_Assigned task_. In the entries below, change every "positive clicks" to "foreground clicks" and reproduce the lines with nothing else altered.

_Records_.
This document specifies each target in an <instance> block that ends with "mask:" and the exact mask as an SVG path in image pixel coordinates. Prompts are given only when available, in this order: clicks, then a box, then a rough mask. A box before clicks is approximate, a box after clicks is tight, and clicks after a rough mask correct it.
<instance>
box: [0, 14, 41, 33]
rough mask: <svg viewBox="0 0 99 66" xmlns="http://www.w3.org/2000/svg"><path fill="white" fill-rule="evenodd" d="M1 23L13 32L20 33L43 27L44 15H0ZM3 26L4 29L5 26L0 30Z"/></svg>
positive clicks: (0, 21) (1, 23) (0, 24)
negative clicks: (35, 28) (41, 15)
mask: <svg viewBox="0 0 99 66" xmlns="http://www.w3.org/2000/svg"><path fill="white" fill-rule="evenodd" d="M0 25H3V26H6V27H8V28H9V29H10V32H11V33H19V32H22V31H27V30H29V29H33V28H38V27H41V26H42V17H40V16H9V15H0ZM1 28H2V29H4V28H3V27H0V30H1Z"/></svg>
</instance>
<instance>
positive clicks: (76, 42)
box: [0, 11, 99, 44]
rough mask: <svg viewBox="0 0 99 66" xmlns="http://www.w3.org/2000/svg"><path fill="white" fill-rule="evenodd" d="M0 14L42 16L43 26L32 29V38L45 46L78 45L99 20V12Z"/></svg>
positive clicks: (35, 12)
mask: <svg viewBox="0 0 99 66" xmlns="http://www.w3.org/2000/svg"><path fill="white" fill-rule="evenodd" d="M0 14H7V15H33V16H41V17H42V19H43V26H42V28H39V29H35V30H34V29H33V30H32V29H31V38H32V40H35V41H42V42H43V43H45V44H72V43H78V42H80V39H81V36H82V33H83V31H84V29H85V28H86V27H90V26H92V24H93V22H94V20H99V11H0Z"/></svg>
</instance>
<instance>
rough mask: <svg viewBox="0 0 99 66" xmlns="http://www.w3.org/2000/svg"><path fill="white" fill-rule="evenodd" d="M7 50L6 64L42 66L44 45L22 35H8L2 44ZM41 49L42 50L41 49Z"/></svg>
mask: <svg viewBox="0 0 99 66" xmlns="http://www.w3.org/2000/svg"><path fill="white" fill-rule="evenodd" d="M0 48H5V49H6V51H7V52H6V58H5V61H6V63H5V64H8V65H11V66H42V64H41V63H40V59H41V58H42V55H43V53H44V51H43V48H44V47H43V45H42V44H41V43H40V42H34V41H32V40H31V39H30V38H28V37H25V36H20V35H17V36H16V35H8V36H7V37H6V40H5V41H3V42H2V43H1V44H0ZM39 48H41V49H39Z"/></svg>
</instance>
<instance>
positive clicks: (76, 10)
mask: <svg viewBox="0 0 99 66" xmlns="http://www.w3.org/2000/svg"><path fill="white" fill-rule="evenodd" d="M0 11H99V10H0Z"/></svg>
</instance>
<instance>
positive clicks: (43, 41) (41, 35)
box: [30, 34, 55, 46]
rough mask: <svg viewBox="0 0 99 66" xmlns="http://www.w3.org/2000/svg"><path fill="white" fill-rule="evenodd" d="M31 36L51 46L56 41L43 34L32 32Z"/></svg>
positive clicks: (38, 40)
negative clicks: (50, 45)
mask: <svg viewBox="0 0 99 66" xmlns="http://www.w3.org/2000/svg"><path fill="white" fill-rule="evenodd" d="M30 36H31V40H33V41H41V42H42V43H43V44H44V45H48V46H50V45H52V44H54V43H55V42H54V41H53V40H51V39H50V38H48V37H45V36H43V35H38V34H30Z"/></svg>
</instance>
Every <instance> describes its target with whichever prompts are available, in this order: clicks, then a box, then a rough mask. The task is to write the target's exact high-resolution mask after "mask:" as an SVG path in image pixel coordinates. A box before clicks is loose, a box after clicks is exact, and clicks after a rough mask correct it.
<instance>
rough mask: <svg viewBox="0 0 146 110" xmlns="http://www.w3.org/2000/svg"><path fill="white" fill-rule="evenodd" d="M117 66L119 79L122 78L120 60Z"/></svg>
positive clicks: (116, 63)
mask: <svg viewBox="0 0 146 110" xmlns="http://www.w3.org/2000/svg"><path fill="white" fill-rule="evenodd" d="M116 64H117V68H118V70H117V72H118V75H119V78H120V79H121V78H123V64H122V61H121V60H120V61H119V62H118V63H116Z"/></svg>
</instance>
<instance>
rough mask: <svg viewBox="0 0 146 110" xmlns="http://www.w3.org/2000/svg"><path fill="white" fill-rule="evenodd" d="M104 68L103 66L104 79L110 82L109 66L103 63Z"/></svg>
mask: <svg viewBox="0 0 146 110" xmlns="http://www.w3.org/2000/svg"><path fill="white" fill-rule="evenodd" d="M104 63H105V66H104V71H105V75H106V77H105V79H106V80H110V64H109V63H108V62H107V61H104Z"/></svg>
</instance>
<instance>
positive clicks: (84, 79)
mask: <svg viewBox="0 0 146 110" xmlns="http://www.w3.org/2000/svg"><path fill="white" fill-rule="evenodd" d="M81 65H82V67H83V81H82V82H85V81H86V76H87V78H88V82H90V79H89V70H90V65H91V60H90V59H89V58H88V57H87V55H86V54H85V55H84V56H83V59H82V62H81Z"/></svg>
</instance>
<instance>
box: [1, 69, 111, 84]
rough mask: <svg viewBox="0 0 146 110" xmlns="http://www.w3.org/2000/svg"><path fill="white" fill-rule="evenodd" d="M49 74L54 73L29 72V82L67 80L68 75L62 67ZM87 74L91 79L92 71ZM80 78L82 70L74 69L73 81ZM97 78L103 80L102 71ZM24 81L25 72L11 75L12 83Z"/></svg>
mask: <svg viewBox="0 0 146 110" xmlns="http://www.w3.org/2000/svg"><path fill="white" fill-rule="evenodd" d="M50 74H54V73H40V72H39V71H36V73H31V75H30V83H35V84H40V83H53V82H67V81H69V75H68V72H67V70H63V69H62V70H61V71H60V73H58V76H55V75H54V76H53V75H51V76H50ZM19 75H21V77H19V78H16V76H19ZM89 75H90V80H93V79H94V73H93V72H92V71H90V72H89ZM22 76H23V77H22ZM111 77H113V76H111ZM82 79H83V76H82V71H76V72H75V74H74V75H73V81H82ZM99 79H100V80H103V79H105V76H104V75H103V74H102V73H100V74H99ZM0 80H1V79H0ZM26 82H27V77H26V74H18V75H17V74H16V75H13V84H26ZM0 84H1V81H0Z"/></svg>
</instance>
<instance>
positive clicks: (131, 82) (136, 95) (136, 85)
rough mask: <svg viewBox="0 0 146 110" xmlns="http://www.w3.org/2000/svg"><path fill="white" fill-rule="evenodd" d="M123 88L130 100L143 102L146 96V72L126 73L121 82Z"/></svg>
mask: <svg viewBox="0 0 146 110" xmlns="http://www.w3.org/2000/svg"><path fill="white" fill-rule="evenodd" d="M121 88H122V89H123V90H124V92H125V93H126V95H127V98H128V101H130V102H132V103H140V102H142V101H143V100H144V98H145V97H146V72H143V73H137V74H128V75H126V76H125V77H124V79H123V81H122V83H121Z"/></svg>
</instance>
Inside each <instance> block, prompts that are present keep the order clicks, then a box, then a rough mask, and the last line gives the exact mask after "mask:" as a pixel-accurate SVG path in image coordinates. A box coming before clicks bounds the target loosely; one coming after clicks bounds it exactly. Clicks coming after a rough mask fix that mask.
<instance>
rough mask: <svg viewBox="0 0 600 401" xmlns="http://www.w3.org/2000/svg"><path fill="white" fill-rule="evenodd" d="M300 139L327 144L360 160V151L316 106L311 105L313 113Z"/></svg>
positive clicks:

_The answer_.
This document specifies each target in an <instance> block that ends with "mask:" and the exact mask as an SVG path in image pixel coordinates. Prompts are given only when available, in this order: clicks, then a box, then a rough mask. A box before clicks is approximate, a box after clicks is tight, and clicks after a rough mask correct it.
<instance>
box: [0, 14, 41, 33]
rough mask: <svg viewBox="0 0 99 66" xmlns="http://www.w3.org/2000/svg"><path fill="white" fill-rule="evenodd" d="M1 23L13 32L20 33L43 27L44 15H0ZM3 26L4 29L5 26L0 30Z"/></svg>
foreground clicks: (0, 21) (1, 23) (0, 24)
negative clicks: (35, 28) (41, 15)
mask: <svg viewBox="0 0 99 66" xmlns="http://www.w3.org/2000/svg"><path fill="white" fill-rule="evenodd" d="M0 25H3V26H6V27H8V28H9V29H10V32H11V33H19V32H22V31H27V30H29V29H33V28H38V27H41V26H42V17H40V16H9V15H0ZM1 28H2V29H4V28H3V27H0V30H1Z"/></svg>
</instance>
<instance>
foreground clicks: (76, 42)
box: [0, 11, 99, 44]
rough mask: <svg viewBox="0 0 99 66" xmlns="http://www.w3.org/2000/svg"><path fill="white" fill-rule="evenodd" d="M0 14L42 16L43 26L32 29V38L45 46L78 45L99 20V12Z"/></svg>
foreground clicks: (35, 12)
mask: <svg viewBox="0 0 99 66" xmlns="http://www.w3.org/2000/svg"><path fill="white" fill-rule="evenodd" d="M0 14H7V15H33V16H41V17H42V19H43V26H42V28H39V29H35V30H34V29H33V30H32V29H31V38H32V40H35V41H42V42H43V43H45V44H72V43H78V42H80V39H81V36H82V33H83V31H84V29H85V28H86V27H90V26H92V24H93V22H94V20H99V11H0Z"/></svg>
</instance>
<instance>
rough mask: <svg viewBox="0 0 99 66" xmlns="http://www.w3.org/2000/svg"><path fill="white" fill-rule="evenodd" d="M7 50L6 64L42 66L44 45L22 35H8L2 44ZM41 49L42 50L41 49Z"/></svg>
mask: <svg viewBox="0 0 99 66" xmlns="http://www.w3.org/2000/svg"><path fill="white" fill-rule="evenodd" d="M0 48H5V49H6V51H7V52H6V58H5V61H6V63H5V64H8V65H11V66H42V64H41V63H40V59H41V58H42V55H43V53H44V51H43V48H44V47H43V45H42V44H41V43H40V42H34V41H32V40H31V39H30V38H28V37H25V36H20V35H17V36H16V35H8V36H7V37H6V40H5V41H3V42H2V43H1V44H0ZM39 48H41V49H39Z"/></svg>
</instance>
<instance>
foreground clicks: (76, 10)
mask: <svg viewBox="0 0 99 66" xmlns="http://www.w3.org/2000/svg"><path fill="white" fill-rule="evenodd" d="M0 11H99V10H0Z"/></svg>
</instance>
<instance>
foreground clicks: (43, 41) (41, 35)
box: [30, 34, 55, 46]
rough mask: <svg viewBox="0 0 99 66" xmlns="http://www.w3.org/2000/svg"><path fill="white" fill-rule="evenodd" d="M31 36L51 46L56 41L43 34L32 32Z"/></svg>
foreground clicks: (38, 40)
negative clicks: (50, 45)
mask: <svg viewBox="0 0 99 66" xmlns="http://www.w3.org/2000/svg"><path fill="white" fill-rule="evenodd" d="M30 36H31V40H33V41H41V42H42V43H43V44H44V45H48V46H50V45H52V44H54V43H55V42H54V41H53V40H51V39H50V38H48V37H45V36H43V35H38V34H30Z"/></svg>
</instance>
Every <instance> describes its target with whichever prompts are available, in this order: clicks, then a box, then a rough mask. The task is to write the target's exact high-resolution mask after "mask:" as an SVG path in image pixel coordinates. A box before clicks is loose, a box after clicks is exact, and clicks after a rough mask correct it.
<instance>
rough mask: <svg viewBox="0 0 146 110" xmlns="http://www.w3.org/2000/svg"><path fill="white" fill-rule="evenodd" d="M117 66L119 79L122 78L120 60Z"/></svg>
foreground clicks: (116, 63)
mask: <svg viewBox="0 0 146 110" xmlns="http://www.w3.org/2000/svg"><path fill="white" fill-rule="evenodd" d="M116 64H117V68H118V70H117V72H118V75H119V78H120V79H121V78H123V64H122V61H121V60H120V61H119V62H118V63H116Z"/></svg>
</instance>
<instance>
rough mask: <svg viewBox="0 0 146 110" xmlns="http://www.w3.org/2000/svg"><path fill="white" fill-rule="evenodd" d="M104 68L103 66L104 79L110 82L109 66L103 63Z"/></svg>
mask: <svg viewBox="0 0 146 110" xmlns="http://www.w3.org/2000/svg"><path fill="white" fill-rule="evenodd" d="M104 63H105V66H104V71H105V75H106V77H105V79H106V80H110V64H109V63H108V62H107V61H104Z"/></svg>
</instance>
<instance>
foreground clicks: (84, 79)
mask: <svg viewBox="0 0 146 110" xmlns="http://www.w3.org/2000/svg"><path fill="white" fill-rule="evenodd" d="M81 65H82V67H83V81H82V82H85V81H86V76H87V78H88V82H90V79H89V70H90V65H91V60H90V59H89V58H88V57H87V55H86V54H85V55H84V56H83V59H82V62H81Z"/></svg>
</instance>
<instance>
box: [1, 69, 111, 84]
rough mask: <svg viewBox="0 0 146 110" xmlns="http://www.w3.org/2000/svg"><path fill="white" fill-rule="evenodd" d="M49 74L54 73L29 72V82L67 80L68 75L62 67ZM87 74L91 79L92 71ZM80 78L82 70L74 69L73 81ZM97 78L103 80L102 71ZM24 81L25 72L11 75L12 83Z"/></svg>
mask: <svg viewBox="0 0 146 110" xmlns="http://www.w3.org/2000/svg"><path fill="white" fill-rule="evenodd" d="M50 74H54V73H40V72H39V71H36V73H31V75H30V83H35V84H40V83H53V82H67V81H69V75H68V72H67V70H63V69H62V70H61V71H60V73H58V76H55V75H54V76H53V75H51V76H50ZM19 75H21V77H19V78H16V76H19ZM89 75H90V80H93V79H94V73H93V72H92V71H90V72H89ZM22 76H23V77H22ZM111 77H113V76H111ZM82 79H83V76H82V71H76V72H75V74H74V75H73V81H82ZM99 79H100V80H103V79H105V76H104V75H103V74H102V73H100V74H99ZM0 80H1V79H0ZM26 82H27V77H26V74H18V75H17V74H16V75H13V84H26ZM0 84H1V81H0Z"/></svg>
</instance>
<instance>
foreground clicks: (131, 82) (136, 95) (136, 85)
rough mask: <svg viewBox="0 0 146 110" xmlns="http://www.w3.org/2000/svg"><path fill="white" fill-rule="evenodd" d="M123 88L130 100L143 102L146 96V72L126 73L121 82Z"/></svg>
mask: <svg viewBox="0 0 146 110" xmlns="http://www.w3.org/2000/svg"><path fill="white" fill-rule="evenodd" d="M121 88H122V89H123V90H124V92H125V93H126V95H127V98H128V101H130V102H132V103H140V102H142V101H143V100H144V98H145V97H146V72H143V73H137V74H128V75H126V76H125V77H124V79H123V81H122V83H121Z"/></svg>
</instance>
Inside each <instance> block, prompts that are present keep the order clicks, then a box, then a rough mask, and the last line gives the exact mask after "mask:" as a pixel-accurate SVG path in image coordinates. A box coming before clicks bounds the target loosely; one coming after clicks bounds it exactly. Clicks coming after a rough mask fix that mask.
<instance>
rough mask: <svg viewBox="0 0 600 401" xmlns="http://www.w3.org/2000/svg"><path fill="white" fill-rule="evenodd" d="M300 139L327 144L360 160V151L316 106L311 105L313 113Z"/></svg>
foreground clicks:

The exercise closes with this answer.